#### Exercise inputs ####
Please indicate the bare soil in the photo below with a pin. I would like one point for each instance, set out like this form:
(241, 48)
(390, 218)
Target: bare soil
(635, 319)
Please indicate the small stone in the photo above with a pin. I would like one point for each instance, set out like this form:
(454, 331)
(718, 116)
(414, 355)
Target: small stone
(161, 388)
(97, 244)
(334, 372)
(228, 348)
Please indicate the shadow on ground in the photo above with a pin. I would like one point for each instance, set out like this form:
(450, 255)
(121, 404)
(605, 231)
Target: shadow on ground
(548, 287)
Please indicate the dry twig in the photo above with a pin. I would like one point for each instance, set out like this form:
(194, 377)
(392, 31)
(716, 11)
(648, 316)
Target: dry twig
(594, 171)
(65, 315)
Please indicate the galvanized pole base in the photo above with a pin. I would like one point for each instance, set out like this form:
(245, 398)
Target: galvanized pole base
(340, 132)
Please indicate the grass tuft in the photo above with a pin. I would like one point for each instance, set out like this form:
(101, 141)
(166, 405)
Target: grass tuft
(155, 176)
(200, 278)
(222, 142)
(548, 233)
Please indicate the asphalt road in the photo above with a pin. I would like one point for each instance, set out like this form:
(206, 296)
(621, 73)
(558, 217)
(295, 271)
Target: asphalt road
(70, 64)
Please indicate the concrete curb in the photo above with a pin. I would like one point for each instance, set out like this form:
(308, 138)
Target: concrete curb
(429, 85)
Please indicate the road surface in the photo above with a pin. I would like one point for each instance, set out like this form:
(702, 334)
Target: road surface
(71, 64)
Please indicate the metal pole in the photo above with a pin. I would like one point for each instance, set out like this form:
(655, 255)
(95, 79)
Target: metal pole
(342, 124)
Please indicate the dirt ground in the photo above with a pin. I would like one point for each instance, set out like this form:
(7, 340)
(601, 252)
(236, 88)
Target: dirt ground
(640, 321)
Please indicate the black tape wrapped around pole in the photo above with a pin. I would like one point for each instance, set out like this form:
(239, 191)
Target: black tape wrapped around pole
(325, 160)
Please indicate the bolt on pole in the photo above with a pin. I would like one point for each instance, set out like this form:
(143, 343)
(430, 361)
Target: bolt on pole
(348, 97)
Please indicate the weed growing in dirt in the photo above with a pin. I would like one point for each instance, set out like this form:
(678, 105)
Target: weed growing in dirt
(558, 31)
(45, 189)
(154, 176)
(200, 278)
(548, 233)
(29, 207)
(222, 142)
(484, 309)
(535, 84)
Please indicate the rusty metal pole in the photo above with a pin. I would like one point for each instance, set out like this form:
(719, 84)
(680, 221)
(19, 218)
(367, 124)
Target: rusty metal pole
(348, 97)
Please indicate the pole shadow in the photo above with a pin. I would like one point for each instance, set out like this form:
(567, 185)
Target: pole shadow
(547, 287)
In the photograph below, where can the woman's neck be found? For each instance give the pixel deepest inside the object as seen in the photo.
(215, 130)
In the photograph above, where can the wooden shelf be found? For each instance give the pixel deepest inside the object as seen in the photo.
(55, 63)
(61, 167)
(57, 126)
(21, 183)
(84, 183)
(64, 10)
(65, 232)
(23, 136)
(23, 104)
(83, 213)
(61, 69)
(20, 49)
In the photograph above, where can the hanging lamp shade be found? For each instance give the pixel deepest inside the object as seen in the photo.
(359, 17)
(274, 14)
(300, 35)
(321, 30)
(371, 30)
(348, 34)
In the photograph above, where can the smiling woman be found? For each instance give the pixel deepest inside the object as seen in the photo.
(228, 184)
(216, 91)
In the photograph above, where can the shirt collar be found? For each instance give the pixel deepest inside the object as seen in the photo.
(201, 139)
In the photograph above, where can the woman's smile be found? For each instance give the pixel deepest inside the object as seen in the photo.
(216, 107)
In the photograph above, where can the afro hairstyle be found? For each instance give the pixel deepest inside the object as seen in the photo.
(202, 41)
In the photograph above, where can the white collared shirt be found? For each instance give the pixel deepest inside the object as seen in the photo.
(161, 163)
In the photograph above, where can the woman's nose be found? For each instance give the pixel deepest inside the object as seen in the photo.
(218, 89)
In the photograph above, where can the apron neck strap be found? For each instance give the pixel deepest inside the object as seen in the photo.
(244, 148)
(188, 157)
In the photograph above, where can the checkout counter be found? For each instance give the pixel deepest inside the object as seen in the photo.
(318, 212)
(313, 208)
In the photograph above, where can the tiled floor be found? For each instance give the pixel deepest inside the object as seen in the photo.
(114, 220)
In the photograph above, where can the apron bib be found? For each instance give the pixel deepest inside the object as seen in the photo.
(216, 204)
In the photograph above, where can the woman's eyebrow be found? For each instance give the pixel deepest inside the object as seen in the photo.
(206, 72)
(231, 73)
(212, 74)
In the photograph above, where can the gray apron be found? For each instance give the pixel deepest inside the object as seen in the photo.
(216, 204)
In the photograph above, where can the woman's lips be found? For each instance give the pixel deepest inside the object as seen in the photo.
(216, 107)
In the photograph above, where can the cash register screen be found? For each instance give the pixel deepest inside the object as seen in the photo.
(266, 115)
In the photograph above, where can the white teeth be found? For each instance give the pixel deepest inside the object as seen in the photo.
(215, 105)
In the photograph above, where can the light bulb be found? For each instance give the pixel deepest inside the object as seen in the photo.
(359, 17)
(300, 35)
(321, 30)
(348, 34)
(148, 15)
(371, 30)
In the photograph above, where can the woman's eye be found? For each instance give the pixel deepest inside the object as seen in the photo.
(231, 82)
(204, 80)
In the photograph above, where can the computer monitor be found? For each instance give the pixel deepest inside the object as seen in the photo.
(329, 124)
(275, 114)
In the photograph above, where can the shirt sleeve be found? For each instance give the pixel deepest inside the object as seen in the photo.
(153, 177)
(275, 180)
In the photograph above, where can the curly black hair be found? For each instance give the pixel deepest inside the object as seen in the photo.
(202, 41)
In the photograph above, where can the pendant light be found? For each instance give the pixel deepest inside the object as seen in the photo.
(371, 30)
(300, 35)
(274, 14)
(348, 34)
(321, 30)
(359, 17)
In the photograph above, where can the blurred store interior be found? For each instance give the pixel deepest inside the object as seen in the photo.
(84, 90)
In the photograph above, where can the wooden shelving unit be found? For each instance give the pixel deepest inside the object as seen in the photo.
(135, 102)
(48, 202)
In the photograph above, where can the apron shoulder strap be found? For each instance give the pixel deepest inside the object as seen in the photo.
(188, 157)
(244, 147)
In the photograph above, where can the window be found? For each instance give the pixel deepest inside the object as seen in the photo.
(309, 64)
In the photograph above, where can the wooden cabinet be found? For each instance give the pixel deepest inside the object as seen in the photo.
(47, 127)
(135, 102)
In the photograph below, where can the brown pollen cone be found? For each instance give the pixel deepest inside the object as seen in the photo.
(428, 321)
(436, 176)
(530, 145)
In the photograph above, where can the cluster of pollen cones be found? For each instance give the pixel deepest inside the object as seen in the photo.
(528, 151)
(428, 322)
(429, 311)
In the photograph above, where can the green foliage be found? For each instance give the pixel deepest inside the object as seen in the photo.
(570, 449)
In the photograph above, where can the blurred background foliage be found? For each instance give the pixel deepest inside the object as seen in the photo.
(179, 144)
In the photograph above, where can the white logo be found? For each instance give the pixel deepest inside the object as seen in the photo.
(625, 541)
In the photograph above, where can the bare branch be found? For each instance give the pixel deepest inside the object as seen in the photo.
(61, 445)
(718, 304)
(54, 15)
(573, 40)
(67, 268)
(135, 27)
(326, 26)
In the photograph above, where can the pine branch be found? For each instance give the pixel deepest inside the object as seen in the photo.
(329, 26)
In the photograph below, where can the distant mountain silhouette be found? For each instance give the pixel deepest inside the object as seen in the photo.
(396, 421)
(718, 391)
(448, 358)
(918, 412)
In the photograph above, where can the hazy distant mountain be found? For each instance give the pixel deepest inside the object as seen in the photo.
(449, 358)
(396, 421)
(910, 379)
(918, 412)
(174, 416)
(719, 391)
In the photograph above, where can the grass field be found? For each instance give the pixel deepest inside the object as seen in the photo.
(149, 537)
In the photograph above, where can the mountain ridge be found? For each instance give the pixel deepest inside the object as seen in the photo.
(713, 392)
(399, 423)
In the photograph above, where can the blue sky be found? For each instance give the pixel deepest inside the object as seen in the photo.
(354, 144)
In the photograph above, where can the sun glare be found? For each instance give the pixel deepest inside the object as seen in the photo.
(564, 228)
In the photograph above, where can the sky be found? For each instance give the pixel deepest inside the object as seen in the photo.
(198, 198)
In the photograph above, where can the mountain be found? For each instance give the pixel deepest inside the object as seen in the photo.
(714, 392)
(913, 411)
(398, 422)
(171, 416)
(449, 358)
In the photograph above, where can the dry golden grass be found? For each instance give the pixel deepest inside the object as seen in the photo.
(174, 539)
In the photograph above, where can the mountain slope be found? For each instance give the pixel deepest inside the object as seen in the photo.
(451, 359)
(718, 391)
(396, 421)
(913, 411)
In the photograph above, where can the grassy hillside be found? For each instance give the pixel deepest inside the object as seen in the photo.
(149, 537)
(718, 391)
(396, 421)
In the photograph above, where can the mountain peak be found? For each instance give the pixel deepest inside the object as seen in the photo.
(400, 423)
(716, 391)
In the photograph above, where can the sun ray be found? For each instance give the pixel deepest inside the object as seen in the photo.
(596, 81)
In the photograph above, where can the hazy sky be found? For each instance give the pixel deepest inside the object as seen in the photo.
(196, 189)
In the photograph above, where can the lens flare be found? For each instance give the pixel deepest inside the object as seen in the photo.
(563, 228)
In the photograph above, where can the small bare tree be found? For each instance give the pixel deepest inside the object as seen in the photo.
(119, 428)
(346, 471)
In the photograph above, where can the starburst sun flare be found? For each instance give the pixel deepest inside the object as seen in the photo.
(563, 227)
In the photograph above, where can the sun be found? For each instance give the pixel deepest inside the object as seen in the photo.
####
Would you retype the lines above from the one with "Please indicate the bolt" down to the one with "Please indicate the weed", word for word, both ends included and no other lines?

Please indicate the bolt on pole in the photo above with a pin. I would like one point for each instance, set out like this form:
(143, 343)
(430, 361)
Target: bolt on pole
(348, 97)
Please indicate the weed growing in dirt in the photo above with a pin. I would like one point for each instance, set out like this form:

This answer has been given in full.